Crate webpage

Expand description

Small library to fetch info about a web page: title, description, language, HTTP info, links, RSS feeds, Opengraph, Schema.org, and more

Usage

use webpage::{Webpage, WebpageOptions};

let info = Webpage::from_url("http://example.org", WebpageOptions::default())
    .expect("Could not read from URL");

// the HTTP transfer info
let http = info.http;

// assert_eq!(http.ip, "54.192.129.71".to_string());
assert!(http.headers[0].starts_with("HTTP"));
assert!(http.body.starts_with("<!doctype html>"));
assert_eq!(http.url, "http://example.org/".to_string()); // effective url
assert_eq!(http.content_type, "text/html; charset=UTF-8".to_string());

// the parsed HTML info
let html = info.html;

assert_eq!(html.title, Some("Example Domain".to_string()));
assert_eq!(html.description, None);
assert_eq!(html.links.len(), 1);
assert_eq!(html.opengraph.og_type, "website".to_string());

You can also get HTML info about local data:

use webpage::HTML;
let html = HTML::from_file("index.html", None);
// or let html = HTML::from_string(input, None);

Options

The following configurations are available:

pub struct WebpageOptions {
    allow_insecure: bool,
    follow_location: bool,
    max_redirections: u32,
    timeout: std::time::Duration,
    useragent: String,
    headers: Vec<String>,
}

use webpage::{Webpage, WebpageOptions};

let mut options = WebpageOptions::default();
options.allow_insecure = true;
let info = Webpage::from_url("https://example.org", options).expect("Halp, could not fetch");

Structs

HTML
Information regarding the HTML content
HTTP
Information regarding the HTTP transfer
Link
Information for an <a> anchor
Opengraph
Representing OpenGraph information
OpengraphObject
Info about an OpenGraph media type
SchemaOrg
Representing Schema.org information (currently only via JSON-LD)
Webpage
All gathered info for a webpage
WebpageOptions
Configuration options for fetching a webpage

.....

* _The task_: Please answer from the crate documentation: through what means does the SchemaOrg struct currently obtain Schema.org information? The data that comes next has nothing to do with the crate documentation.

* _Data shown_:

.....

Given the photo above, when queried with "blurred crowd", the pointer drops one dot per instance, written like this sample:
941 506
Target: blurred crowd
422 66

.....

* _The result_: Only via JSON-LD.